══ Passage provided ══
We Three Beeks now all have a brand new beekeeping merit badge! Jill, Stephanie, and I have all now captured (successfully??!?) a swarm. Or, more accurately, 8 9 swarms collectively, out of 3 original hives, over 6 7ish days.
(Note that this draft originally started April 6th after our first swarm and is still sort of incomplete, but I’m sick of it being in the queue, so I’m posting it)
Above is Stephanie and Jill on swarm-day 2, with the 5 hives that existed that day, but we’ll get to that. 

First…Since all this started happening, we’ve been asked quite a bit about what exactly a swarm is. Merriam Webster says this: 
a great number of honeybees emigrating together from a hive in company with a queen to start a new colony elsewhere
So, an established colony will produce a lot of babies and a new queen, and when the conditions are right, the old queen will leave with a significant portion of the bees from the colony. This is how they reproduce. The swarms of bees came from our hives, trying to reproduce, and we did our best to capture them, in part so they won’t be a nuisance to the neighbors, and in part so that we keep our bees—and have more hives!
That out of the way…here we go
Swarm-Day 1:
Steph and I were out running errands last Saturday evening and decided to drop in on the bees since it was a super nice day. Everything looked fine to me, but Steph spotted a dark blob in a tree nearby the hives then yelled, “A SWARM!”
We were both in shorts and flip flops and had no bee gear with us, much less a place to put new bees, so in an adrenaline fueled flurry, we drove back to the house and got stuff together as quickly as we could. 



There’s the swarm up in the tree. That tree is on a pretty steep hill. We put a ladder on that hill and that left us still probably 6 or 7 feet away from the swarm.
═══
Your tasks:
a: In the beekeeping swarm post, who spotted the dark blob in a tree near the hives on swarm-day 1?
b: Reproduce the beekeeping swarm post from "We Three Beeks" up to and including "get to that.".
c: Write the next part of the beekeeping swarm post, picking up after its final sentence.
══ Supplied entries ══
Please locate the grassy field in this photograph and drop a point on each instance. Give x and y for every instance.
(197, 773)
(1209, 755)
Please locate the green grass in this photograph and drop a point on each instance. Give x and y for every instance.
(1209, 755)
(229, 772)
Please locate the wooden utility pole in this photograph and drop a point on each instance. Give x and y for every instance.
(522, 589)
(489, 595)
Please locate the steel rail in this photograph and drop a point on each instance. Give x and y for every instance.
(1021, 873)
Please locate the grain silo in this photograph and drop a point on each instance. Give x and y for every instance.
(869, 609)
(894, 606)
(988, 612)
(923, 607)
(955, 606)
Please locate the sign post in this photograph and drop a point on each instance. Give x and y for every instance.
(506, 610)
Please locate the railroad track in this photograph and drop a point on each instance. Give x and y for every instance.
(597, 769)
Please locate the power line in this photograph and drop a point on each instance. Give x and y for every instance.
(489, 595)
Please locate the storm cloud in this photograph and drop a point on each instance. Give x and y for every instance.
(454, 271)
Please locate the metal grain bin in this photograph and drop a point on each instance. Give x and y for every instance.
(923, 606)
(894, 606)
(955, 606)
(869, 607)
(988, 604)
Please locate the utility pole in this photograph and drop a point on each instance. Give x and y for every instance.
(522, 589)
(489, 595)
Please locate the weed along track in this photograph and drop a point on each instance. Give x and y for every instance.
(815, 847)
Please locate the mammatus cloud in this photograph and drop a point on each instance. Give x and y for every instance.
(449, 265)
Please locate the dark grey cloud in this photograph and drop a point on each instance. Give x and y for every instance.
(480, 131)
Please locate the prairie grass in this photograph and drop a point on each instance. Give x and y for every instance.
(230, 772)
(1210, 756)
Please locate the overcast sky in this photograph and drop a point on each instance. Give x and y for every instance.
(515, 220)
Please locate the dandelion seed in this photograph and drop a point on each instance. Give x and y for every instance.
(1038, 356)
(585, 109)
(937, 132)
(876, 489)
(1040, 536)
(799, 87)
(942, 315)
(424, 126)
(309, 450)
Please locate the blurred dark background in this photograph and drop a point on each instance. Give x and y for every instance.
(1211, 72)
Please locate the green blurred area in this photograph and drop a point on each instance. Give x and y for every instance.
═══
Task results:
a: Steph (Stephanie)

b:
We Three Beeks now all have a brand new beekeeping merit badge! Jill, Stephanie, and I have all now captured (successfully??!?) a swarm. Or, more accurately, 8 9 swarms collectively, out of 3 original hives, over 6 7ish days.
(Note that this draft originally started April 6th after our first swarm and is still sort of incomplete, but I’m sick of it being in the queue, so I’m posting it)
Above is Stephanie and Jill on swarm-day 2, with the 5 hives that existed that day, but we’ll get to that.

c:
I got up on the ladder and held a super up, and Steph grabbed a limb trimmer pole thingy and pulled the branch down and then shook like crazy. We only had a shallow…this is how underprepared we were at a moments notice. 
We took the super down to the hive stand and got it set up, then went back to grab as many more of the bees as we could. This was our first swarm ever so we were sort of just winging it. 




Initial Success!




Once in their new home, the bees will fan their pheromone to help the straggling bees (either our foraging or still hanging around wherever the swarm was previous to capture) find where they have gone.  In the photo below, check on the lady with her butt in the air…she’s fanning. 


The Lower’s friend Adam came up to check it out. He’s a beekeeper too.


Here are some bees collecting on the back of the hive. The top part is a pail feeder to hopefully encourage them to stay put.

Photo of Stephanie…just..because I like it.


So, since we didn’t have the proper equipment ready to go, we called our mentor from our bee class ages ago, Dr Cobbs, to see if he could help. He left us a deep super full of frames with foundation, which we took back later to add to the new hive. 






The hives, all together!

Me looking ridiculous

Stephanie waiting for a bee to land on her so she could take a photo of it.

Here are a couple of ladies on me


Swarm-Day 2:

So that was Saturday. Sorted out, finally. We had planned on going to the bee yard on Sunday anyway, so the three of us headed over after a fortuitously hearty brunch, only the find that the swarm we’d caught the day before had bailed again into the same tree.



We immediately went into re-recovery mode, which was made a little easier by the swarm clumping slightly lower on the tree. 
WHILE WE WERE SORTING THAT OUT….Another swarm kicked into gear. (We have video of this, actually, but will post that later)
Instead of going up into a tree, they headed to a bush about 50 feet in front of the hive, almost entirely surrounded by brambles. (Below is Jill making her way back up to the hives after investigating)

Here’s Steph and Jill with the hives after we got them sorted. Ahhhh back when we had 5.

And a wider view of the area

And we ended Day 2 with putting up a swarm box in the tree that’d had a swarm in it already.


Swarm-Day 3:
I dropped by Monday around lunch to see if there was a swarm about and I didn’t see one. When we three returned together that evening, next door neighbor, Walter, informed us that there had been a swarm in the pear tree (a different tree, up the hill a bit) since like 9 that morning (which means I’d just totally missed it on my check).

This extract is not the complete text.